*Apply what you read:*
1/ In the macadamia text, where did Ian McConachie go to study macadamia technology?
2/ From the macadamia text, pull out the passage from "Despite this, recent" to "originated in Australia.", word for word.

*Text segment:*
++++
As a young boy growing up in Australia in the 1940s, macadamia industry pioneer Ian McConachie would climb his neighbour’s fence to steal macadamias from their backyard tree. What he didn’t realise back then was that the macadamia would become his life’s work and that his efforts to conserve endangered wild macadamia populations would be crucial to the industry’s future.
Ian’s background is in food technology and while working for a large Australian food manufacturer, he convinced them that macadamias were a ‘nut of the future’. This led him to study macadamia technology in Hawaii, before returning to Australia and building a macadamia processing factory, growing and breeding macadamias for more than 30 years, and eventually establishing the Macadamia Conservation Trust
Ian’s wild macadamia conservation work is the subject of the latest Macadamia Change Makers video. It was created to help educate consumers about Australia as the origin of macadamias and why protecting the few macadamias left in the wild is so important to the future of the global commercial industry.
Australia: the macadamia’s natural home
It’s a little known fact that macadamias are native to Australia. They first originated in the rainforests of the east coast 60 million years ago and Australia is the only country in the world where macadamias grow wild.
Despite this, recent research1 has revealed that while many consumers know that Australia grows macadamias commercially, few are aware that macadamias originated in Australia.
With consumers more interested than ever in the origin of their food and product ingredients, Australia’s macadamia industry is committed to closing this knowledge gap, and the video is one step on the path to achieving this.
++++
*Record set:*
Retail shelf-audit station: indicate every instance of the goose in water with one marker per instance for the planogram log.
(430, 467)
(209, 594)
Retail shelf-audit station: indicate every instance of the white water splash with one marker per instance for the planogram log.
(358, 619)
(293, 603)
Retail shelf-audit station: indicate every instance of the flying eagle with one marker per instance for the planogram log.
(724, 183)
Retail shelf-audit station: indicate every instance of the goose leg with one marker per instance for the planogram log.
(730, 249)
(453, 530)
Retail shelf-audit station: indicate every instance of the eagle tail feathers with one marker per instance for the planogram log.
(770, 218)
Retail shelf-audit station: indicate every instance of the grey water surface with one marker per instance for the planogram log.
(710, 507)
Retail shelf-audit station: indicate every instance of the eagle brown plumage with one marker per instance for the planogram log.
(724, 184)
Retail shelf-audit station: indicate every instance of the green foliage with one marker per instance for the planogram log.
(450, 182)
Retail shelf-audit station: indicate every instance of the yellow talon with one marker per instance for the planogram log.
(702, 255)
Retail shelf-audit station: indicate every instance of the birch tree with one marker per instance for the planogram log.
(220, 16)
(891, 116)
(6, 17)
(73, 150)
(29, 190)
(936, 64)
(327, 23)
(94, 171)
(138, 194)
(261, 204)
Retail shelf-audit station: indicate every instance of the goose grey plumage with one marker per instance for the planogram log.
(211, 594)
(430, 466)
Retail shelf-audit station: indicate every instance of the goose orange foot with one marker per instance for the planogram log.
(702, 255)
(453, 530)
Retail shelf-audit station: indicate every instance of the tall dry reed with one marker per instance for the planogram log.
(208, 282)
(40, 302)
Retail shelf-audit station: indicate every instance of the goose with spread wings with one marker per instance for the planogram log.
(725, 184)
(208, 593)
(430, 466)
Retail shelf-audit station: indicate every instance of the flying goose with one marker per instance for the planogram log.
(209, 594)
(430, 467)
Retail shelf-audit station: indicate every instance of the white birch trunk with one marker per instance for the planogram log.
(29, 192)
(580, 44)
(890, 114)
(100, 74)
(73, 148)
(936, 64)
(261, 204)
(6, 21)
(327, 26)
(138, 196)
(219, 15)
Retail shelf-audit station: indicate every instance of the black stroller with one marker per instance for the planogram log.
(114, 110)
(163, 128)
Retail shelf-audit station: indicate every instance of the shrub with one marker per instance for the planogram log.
++++
*Task results:*
1/ Hawaii

2/
Despite this, recent research1 has revealed that while many consumers know that Australia grows macadamias commercially, few are aware that macadamias originated in Australia.